[BEGIN Data listing]
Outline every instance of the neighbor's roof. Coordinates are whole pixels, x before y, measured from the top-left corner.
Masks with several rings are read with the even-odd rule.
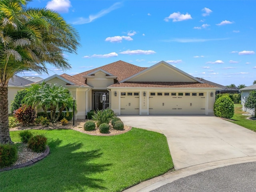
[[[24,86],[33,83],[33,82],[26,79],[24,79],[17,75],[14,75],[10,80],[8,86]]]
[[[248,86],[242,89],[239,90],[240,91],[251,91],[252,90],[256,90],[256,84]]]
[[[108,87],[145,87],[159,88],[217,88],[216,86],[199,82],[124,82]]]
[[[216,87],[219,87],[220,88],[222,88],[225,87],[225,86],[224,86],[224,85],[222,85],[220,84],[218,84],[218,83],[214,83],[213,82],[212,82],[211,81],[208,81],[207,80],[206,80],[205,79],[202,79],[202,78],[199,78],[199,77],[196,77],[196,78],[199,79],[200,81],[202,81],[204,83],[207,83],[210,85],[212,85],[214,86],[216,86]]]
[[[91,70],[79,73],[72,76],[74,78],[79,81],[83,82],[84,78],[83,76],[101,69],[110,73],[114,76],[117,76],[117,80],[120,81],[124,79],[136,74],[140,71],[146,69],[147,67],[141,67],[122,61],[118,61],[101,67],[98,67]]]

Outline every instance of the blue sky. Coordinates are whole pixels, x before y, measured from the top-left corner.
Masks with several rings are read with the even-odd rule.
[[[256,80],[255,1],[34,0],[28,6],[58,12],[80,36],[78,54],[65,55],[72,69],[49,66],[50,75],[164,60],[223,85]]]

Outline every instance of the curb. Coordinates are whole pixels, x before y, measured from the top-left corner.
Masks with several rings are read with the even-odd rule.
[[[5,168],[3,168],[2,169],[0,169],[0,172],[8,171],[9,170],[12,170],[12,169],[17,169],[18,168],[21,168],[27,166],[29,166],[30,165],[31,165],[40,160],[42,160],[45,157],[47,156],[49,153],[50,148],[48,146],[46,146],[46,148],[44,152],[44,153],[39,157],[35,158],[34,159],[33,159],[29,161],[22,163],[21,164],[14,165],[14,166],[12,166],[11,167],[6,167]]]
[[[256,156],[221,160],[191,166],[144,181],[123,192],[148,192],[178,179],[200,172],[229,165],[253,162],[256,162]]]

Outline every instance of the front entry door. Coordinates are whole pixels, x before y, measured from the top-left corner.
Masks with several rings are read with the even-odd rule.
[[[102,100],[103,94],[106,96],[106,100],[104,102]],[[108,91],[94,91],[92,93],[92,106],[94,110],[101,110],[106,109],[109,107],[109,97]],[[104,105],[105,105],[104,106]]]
[END Data listing]
[BEGIN Data listing]
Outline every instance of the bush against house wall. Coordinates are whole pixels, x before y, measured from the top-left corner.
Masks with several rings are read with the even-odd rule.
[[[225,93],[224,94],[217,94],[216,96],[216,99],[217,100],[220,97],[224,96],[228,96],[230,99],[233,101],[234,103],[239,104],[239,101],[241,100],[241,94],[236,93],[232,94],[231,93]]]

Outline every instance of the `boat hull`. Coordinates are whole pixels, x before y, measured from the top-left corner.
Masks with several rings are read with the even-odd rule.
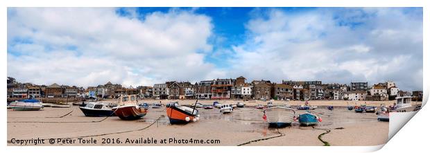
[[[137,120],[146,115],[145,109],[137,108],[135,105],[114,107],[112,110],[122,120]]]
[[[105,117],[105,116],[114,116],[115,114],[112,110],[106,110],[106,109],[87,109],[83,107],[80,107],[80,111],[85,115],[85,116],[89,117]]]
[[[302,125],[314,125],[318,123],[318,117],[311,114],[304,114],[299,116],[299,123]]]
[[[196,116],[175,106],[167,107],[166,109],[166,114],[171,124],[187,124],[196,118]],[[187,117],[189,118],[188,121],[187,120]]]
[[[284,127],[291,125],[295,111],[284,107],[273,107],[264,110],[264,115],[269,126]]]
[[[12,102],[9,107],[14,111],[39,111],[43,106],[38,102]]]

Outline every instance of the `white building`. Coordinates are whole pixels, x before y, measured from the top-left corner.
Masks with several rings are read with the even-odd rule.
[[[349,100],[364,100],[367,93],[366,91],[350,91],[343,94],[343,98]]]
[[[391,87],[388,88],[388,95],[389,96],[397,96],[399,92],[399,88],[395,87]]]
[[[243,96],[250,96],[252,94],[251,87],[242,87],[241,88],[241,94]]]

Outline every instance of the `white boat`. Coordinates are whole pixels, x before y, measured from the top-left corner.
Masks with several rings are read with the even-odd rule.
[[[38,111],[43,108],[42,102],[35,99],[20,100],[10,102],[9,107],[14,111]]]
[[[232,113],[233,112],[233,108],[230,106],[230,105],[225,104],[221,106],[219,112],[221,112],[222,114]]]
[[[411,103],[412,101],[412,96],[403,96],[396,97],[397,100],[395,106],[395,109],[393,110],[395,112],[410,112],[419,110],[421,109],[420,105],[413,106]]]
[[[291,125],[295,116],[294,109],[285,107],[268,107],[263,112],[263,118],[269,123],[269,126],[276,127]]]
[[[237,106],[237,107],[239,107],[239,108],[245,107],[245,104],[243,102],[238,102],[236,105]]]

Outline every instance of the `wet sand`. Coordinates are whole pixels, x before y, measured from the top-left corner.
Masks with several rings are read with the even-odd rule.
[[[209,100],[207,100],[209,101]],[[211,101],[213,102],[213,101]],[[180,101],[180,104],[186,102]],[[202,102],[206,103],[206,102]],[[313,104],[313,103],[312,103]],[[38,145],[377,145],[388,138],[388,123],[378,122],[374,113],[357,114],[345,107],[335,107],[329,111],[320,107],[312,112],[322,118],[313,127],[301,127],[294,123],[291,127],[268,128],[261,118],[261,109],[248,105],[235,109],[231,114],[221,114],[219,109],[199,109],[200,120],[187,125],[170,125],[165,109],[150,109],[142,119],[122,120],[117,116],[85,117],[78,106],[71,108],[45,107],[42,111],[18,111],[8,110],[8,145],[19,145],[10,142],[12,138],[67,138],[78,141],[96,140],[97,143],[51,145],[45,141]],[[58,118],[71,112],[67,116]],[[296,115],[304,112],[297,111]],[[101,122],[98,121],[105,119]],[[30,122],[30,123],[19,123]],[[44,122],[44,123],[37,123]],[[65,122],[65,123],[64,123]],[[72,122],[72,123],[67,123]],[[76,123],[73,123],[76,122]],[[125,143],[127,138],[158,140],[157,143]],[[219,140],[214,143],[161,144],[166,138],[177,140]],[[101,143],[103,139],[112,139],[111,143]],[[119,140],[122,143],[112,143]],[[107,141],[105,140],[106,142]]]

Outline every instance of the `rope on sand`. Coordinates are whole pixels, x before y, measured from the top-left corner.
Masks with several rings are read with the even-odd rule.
[END Data listing]
[BEGIN Data listing]
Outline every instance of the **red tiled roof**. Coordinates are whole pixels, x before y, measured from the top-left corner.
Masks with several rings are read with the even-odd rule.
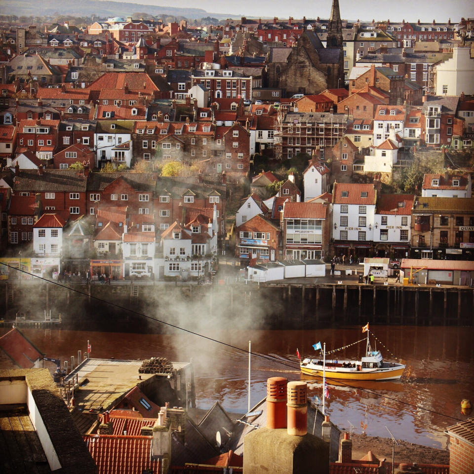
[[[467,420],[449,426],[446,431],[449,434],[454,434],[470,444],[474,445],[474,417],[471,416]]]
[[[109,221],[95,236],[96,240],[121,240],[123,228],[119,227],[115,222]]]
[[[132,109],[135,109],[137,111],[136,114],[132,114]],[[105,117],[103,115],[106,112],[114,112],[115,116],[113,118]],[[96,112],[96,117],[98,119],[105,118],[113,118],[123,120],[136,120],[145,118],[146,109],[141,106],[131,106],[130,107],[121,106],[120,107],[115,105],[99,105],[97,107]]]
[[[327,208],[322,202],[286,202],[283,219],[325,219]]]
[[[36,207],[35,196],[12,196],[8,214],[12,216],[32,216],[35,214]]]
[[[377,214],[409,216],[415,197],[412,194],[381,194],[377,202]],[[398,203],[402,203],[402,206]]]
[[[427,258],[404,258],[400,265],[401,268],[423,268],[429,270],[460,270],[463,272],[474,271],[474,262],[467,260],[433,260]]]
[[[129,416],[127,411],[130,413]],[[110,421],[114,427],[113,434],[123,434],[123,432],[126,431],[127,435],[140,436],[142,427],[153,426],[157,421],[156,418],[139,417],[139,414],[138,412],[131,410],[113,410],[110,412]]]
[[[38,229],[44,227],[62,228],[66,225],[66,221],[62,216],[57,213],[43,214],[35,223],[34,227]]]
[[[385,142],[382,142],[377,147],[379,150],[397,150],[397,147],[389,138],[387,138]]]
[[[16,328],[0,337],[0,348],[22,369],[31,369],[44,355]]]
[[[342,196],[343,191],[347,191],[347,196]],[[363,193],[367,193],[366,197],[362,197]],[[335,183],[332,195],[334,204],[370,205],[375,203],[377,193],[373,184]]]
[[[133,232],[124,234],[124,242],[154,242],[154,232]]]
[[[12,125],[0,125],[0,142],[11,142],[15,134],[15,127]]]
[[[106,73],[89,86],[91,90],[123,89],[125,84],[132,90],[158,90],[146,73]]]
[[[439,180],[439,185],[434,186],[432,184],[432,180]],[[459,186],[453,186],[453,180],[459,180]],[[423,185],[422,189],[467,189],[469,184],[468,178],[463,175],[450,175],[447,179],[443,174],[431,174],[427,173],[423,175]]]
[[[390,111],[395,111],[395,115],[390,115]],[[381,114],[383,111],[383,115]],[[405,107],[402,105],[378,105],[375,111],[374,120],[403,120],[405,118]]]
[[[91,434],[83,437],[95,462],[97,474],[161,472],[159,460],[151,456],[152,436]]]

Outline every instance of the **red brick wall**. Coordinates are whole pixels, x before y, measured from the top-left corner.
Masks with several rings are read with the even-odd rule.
[END Data listing]
▶ Written task:
Which lines in the records above contain the string "boat", with case counting? Pick out each one and copy it in full.

▶ Exercise response:
Outline every instance of the `boat hull`. Coordinates are whole pixels, x before y, measured from the top-left corner.
Outline every instance of the `white boat`. Coordinates are whole pixels, x before y, measured from the top-left corner.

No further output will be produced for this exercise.